What you are asked to do:
Beginning at the line containing "Point to the thorny" in the material below and ending at the line containing "Target: green leaf", return each line exactly and add nothing.

Exercise material:

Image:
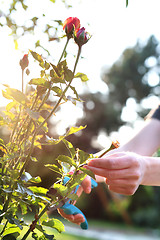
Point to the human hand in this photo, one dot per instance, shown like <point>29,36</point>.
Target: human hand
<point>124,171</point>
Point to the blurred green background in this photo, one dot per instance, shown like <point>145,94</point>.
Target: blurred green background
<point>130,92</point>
* * *
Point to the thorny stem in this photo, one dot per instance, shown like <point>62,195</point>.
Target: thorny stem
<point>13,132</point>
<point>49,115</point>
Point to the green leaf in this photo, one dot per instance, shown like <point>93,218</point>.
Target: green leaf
==
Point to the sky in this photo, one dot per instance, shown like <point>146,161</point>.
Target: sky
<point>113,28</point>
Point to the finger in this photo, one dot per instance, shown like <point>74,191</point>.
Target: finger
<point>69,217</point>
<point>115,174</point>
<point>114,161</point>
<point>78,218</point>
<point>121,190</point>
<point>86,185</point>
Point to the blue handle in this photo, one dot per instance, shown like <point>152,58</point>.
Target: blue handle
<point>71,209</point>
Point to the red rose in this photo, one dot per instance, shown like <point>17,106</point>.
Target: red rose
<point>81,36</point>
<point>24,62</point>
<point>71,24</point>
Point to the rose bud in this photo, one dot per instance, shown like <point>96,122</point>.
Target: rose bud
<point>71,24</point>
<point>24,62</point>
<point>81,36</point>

Exercise result:
Point to the thorny stem in this photo, one dot per instance, shown like <point>62,195</point>.
Target: thorny stem
<point>13,132</point>
<point>49,115</point>
Point to the green leaf in this photo, one dot per instance, shown like <point>93,218</point>.
Target: green leaf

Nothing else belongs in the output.